-- START OF Provided text --

Thanks for creating this list, Mark! It's super helpful for people (beginner or experienced) to get a clear perspective on things in the hobby. Thanks also for aligning the boxes perfectly to the tier-list grid, thereby avoiding certain viewers' OCDs getting triggered... 😬
Thank you & HiFiGo. Biggest takeaway. "If you know what your doing with EQ" This could be a series of videos Where the different horns of a band lies on your squiglink where the piano sits on that graph etc. etc. Just a thought. I know this is Not your thing. But very educational. Thanks.
Im glad i started up my audio journey now with all the new tech. My focus shifted in the few short months. Seems a great headset or iem that can EQ like s beast is more important than a standard stock tuning, at least to me anyway. 😂
Imo dac amp should be in B tier purely because background noise level is soooo important for me. A lot of dac amps I tried are unusable for me just because the background noise on them through my iem is just too unbearable. This is a problem with many high end dac amps as well.
Definitely go over the AAC vs LDAC. Archimago did a deep dive and found AAC on newer apple devices was actually better than LDAC. I use iFi go pods on an iPhone with a bunch of IEMs and even go back and forth between that and desktop with a V550 and there is effectively no difference that I can tell. Solid tier list. Echoes my experience. Unit variation for IEMs seems to vary by branded or unbranded drivers. Or moondrop - they seem to vary massively with their unbranded drivers.
Yeah, if you start with AAC files like on Apple Music and stream Bluetooth from an Apple Device over AAC, my understanding is that there's zero transcoding, so you're just Bluetooth-ing the file exactly. No loss. Some devices seem bad at AAC encoding though, I'm not sure why.
Absolutely love your latest set of videos. Pads in particular surprised me how big of a difference they make. I picked up a ZMF Caldera recently and was mildly disappointed cause they sounded kind of hollow to me out of the box. I pad swapped them with a suede pad and now it's like one of my favorite headphones. A TRUE night and day difference in comparison to the nothing sandwich different amps and dacs give at the same output impedance.

-- END OF Provided text --
-- START OF Data excerpts --

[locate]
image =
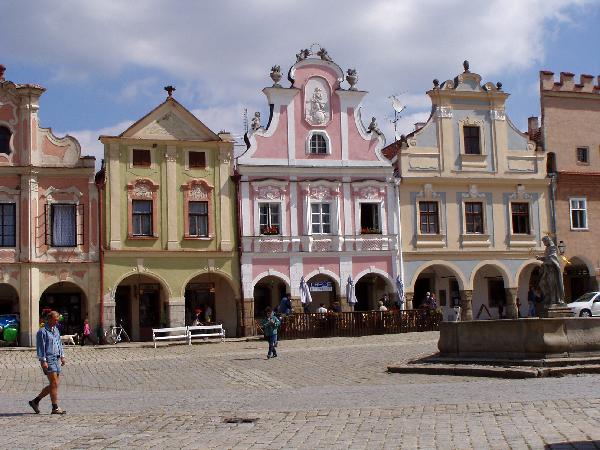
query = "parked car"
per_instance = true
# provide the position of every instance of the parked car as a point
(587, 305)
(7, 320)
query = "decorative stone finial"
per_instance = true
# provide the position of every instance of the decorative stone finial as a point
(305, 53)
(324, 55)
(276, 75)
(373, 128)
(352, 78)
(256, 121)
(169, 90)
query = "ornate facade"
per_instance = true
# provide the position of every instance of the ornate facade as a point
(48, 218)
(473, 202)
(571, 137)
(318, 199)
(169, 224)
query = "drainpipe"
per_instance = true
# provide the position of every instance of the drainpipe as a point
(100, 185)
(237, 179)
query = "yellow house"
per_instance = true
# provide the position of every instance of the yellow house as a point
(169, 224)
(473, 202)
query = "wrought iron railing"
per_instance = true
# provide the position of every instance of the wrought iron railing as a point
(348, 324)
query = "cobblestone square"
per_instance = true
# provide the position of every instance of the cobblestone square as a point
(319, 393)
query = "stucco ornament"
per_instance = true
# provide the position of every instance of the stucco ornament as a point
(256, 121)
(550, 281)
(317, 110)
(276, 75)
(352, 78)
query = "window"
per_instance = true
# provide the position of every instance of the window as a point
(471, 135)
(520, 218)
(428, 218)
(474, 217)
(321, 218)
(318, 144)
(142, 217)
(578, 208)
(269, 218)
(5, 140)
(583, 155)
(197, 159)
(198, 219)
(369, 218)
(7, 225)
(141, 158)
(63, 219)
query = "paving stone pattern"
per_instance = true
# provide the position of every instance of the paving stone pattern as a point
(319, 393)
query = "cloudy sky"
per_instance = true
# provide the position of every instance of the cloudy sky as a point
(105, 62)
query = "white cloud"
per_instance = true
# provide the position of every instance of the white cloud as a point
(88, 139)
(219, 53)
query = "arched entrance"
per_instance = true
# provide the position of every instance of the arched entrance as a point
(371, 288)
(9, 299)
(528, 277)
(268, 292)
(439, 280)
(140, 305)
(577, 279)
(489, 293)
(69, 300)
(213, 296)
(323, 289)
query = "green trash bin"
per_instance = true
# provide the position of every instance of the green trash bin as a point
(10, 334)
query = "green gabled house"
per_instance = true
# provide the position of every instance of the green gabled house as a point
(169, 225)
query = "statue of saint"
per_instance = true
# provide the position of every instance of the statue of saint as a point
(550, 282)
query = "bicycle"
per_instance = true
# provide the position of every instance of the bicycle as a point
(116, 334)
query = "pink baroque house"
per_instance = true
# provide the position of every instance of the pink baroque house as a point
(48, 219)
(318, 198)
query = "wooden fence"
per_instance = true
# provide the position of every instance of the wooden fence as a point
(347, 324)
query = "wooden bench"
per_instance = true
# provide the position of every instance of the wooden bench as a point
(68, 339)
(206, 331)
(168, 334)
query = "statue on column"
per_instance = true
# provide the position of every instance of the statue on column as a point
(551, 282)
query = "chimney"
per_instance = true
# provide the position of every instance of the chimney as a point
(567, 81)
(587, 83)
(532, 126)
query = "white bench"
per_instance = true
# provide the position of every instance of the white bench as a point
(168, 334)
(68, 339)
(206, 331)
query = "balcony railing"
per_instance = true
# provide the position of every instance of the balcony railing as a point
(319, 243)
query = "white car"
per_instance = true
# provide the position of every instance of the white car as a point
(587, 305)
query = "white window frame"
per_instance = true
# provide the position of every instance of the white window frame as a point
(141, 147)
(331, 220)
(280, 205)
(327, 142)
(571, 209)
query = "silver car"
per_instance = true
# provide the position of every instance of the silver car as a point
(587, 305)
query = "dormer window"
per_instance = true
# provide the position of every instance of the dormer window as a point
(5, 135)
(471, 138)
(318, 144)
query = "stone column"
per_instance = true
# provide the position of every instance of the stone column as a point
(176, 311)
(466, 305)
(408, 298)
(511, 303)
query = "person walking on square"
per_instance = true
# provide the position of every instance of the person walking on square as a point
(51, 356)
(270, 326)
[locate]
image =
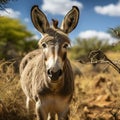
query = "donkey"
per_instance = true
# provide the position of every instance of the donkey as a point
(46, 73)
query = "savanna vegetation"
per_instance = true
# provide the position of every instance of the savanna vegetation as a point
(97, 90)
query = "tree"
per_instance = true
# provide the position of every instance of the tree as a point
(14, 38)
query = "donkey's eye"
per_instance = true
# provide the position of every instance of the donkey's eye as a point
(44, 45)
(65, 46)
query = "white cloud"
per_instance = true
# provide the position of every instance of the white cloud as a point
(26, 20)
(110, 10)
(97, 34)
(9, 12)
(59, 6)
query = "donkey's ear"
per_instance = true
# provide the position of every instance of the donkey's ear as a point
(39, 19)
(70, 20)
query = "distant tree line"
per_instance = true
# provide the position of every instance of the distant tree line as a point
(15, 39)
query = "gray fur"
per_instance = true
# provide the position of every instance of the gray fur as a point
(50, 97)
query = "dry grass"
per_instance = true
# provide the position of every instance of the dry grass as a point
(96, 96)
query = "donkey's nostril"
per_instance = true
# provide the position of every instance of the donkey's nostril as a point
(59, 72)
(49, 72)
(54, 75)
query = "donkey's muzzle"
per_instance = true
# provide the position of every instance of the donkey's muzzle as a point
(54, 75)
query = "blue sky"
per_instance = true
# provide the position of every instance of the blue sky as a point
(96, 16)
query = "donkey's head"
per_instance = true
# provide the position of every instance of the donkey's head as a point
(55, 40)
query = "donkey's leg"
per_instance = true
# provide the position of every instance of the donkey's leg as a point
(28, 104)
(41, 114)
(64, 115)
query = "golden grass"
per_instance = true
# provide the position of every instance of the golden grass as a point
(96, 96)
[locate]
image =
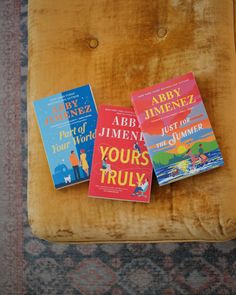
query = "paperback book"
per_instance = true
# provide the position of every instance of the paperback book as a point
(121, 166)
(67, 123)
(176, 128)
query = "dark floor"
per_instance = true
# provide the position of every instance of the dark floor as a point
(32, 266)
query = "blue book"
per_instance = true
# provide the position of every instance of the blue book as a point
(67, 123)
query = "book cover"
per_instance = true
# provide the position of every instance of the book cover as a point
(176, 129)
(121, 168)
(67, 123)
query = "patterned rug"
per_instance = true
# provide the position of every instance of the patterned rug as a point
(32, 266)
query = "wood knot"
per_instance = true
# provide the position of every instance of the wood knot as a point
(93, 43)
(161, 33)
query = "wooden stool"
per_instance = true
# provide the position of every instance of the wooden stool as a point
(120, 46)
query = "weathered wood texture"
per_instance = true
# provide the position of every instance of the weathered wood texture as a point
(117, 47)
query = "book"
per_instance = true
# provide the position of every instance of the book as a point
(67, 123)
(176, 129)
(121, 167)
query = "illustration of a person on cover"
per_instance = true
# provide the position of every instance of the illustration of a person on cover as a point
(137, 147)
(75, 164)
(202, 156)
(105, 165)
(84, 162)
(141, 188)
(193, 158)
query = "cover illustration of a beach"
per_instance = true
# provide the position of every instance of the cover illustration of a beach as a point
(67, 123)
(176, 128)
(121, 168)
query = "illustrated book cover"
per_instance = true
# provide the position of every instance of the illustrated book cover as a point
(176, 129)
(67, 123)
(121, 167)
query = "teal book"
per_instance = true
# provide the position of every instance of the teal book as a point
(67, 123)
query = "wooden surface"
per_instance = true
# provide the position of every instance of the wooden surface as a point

-- END OF Data excerpts --
-- START OF Data excerpts --

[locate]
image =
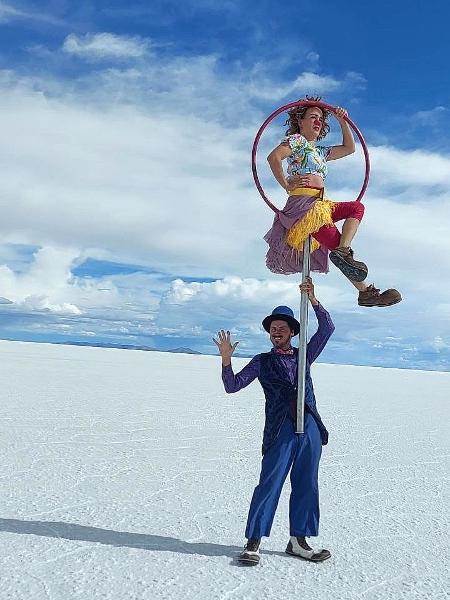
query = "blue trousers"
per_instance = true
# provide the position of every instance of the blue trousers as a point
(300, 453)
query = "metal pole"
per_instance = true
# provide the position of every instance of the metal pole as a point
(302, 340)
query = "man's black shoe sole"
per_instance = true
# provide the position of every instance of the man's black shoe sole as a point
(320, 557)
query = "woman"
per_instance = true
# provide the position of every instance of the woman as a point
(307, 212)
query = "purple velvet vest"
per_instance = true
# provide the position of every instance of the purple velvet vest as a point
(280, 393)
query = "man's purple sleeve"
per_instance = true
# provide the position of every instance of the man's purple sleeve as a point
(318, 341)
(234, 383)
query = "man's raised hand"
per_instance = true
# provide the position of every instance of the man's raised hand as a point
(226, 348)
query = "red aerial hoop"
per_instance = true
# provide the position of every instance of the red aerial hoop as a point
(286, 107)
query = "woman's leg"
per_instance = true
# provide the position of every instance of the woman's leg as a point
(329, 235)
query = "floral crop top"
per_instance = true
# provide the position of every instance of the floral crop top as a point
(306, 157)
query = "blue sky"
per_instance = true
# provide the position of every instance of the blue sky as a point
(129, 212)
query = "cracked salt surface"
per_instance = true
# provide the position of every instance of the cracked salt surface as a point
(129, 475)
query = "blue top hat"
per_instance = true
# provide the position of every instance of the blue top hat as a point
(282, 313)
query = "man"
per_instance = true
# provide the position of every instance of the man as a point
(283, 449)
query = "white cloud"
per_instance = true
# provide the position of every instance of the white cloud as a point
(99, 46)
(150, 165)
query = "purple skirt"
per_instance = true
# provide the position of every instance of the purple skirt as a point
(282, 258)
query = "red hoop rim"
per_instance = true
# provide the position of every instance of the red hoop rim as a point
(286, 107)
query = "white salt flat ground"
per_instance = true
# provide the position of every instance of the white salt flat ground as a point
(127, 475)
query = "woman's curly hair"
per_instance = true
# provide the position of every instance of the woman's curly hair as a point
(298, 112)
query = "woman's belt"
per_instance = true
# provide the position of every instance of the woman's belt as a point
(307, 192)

-- END OF Data excerpts --

Complete the following:
1/ In the audio comments, what did Archimago find when comparing AAC on newer Apple devices with LDAC?
2/ Copy out the audio comments from "Im glad i started" up to and including "amps as well.".
None of the items has anything to do with the audio comments.

Responses by task:
1/ AAC on newer Apple devices was actually better than LDAC.

2/
Im glad i started up my audio journey now with all the new tech. My focus shifted in the few short months. Seems a great headset or iem that can EQ like s beast is more important than a standard stock tuning, at least to me anyway. 😂
Imo dac amp should be in B tier purely because background noise level is soooo important for me. A lot of dac amps I tried are unusable for me just because the background noise on them through my iem is just too unbearable. This is a problem with many high end dac amps as well.